+++ 所给文本 +++

用于学习如何运行转录本组装程序的数据驱动型人工智能系统。

Data-driven AI system for learning how to run transcript assemblers.

作者信息

Shen Yihang, Yan Zhiwen, Kingsford Carl

机构信息

Ray and Stephanie Lane Computational Biology Department, School of Computer Science, Carnegie Mellon University, 5000 Forbes Avenue, Pittsburgh, PA.

出版信息

bioRxiv. 2024 Oct 30:2024.01.25.577290. doi: 10.1101/2024.01.25.577290.

DOI:10.1101/2024.01.25.577290

PMID:39554123

原文链接:https://pmc.ncbi.nlm.nih.gov/articles/PMC11565938/

Abstract

We introduce AutoTuneX, a data-driven, AI system designed to automatically predict optimal parameters for transcript assemblers - tools for reconstructing expressed transcripts from the reads in a given RNA-seq sample. AutoTuneX is built by learning parameter knowledge from existing RNA-seq samples and transferring this knowledge to unseen samples. On 1588 human RNA-seq samples tested with two transcript assemblers, AutoTuneX predicts parameters that resulted in 98% of samples achieving more accurate transcript assembly compared to using default parameter settings, with some samples experiencing up to a 600% improvement in AUC. AutoTuneX offers a new strategy for automatically optimizing use of sequence analysis tools.

摘要

我们推出了AutoTuneX，这是一个数据驱动的人工智能系统，旨在自动预测转录本组装工具的最佳参数，转录本组装工具用于从给定RNA测序样本中的 reads 重建表达的转录本。AutoTuneX通过从现有的RNA测序样本中学习参数知识，并将这些知识转移到未见样本中构建而成。在用两种转录本组装工具测试的1588个人类RNA测序样本上，与使用默认参数设置相比，AutoTuneX预测的参数使得98%的样本实现了更准确的转录本组装，一些样本的AUC提高了600%。AutoTuneX为自动优化序列分析工具的使用提供了一种新策略。

+++

→ **任务要求**
判断下列三项说法是否符合所给文本。每项回答“是”或“否”，并原样引用文本中起决定作用的文字。
1. AutoTuneX 的测试用到了1588个人类RNA测序样本。
2. 与默认参数相比，AutoTuneX 预测的参数使全部测试样本的转录本组装都更准确。
3. 作者所属机构位于卡内基梅隆大学。

+++ 数据列表 +++

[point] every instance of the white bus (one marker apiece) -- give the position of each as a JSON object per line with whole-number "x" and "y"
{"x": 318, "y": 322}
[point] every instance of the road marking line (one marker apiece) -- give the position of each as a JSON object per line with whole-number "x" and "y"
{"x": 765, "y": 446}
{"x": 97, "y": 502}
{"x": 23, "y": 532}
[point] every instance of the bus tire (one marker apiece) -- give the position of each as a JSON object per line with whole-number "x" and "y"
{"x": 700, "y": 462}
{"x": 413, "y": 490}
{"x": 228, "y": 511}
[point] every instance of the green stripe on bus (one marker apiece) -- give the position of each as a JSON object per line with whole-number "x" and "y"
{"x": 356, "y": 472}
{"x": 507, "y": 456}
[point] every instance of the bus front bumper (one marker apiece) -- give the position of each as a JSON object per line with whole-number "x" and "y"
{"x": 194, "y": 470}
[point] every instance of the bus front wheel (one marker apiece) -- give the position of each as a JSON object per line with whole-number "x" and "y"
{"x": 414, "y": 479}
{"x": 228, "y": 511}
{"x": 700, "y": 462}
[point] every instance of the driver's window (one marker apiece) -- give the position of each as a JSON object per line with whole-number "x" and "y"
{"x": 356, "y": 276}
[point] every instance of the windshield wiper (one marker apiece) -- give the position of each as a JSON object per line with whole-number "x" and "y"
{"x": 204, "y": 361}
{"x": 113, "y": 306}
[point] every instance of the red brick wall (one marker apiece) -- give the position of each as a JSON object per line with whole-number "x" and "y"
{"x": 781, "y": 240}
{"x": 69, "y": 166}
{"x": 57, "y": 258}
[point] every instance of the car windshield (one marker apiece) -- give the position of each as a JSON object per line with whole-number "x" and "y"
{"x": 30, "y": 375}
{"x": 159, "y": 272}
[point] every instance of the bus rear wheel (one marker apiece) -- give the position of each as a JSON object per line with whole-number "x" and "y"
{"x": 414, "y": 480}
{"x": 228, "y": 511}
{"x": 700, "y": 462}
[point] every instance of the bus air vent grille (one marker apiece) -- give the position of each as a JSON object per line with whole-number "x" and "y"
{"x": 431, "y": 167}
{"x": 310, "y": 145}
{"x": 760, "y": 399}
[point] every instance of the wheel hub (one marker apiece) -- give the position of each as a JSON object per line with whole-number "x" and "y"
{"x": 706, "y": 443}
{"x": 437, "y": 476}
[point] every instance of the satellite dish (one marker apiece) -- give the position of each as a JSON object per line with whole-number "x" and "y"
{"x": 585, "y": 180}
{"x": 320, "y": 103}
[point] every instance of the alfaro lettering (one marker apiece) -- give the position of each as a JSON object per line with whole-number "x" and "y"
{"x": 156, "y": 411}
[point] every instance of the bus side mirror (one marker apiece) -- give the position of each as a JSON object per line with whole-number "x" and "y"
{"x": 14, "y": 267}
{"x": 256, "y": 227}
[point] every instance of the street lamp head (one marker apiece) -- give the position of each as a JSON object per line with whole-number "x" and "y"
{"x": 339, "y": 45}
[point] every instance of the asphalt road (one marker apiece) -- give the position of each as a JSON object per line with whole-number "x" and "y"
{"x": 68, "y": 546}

+++

→ **书面解答**
1. 是。“在用两种转录本组装工具测试的1588个人类RNA测序样本上”
2. 否。“AutoTuneX预测的参数使得98%的样本实现了更准确的转录本组装”
3. 是。“School of Computer Science, Carnegie Mellon University”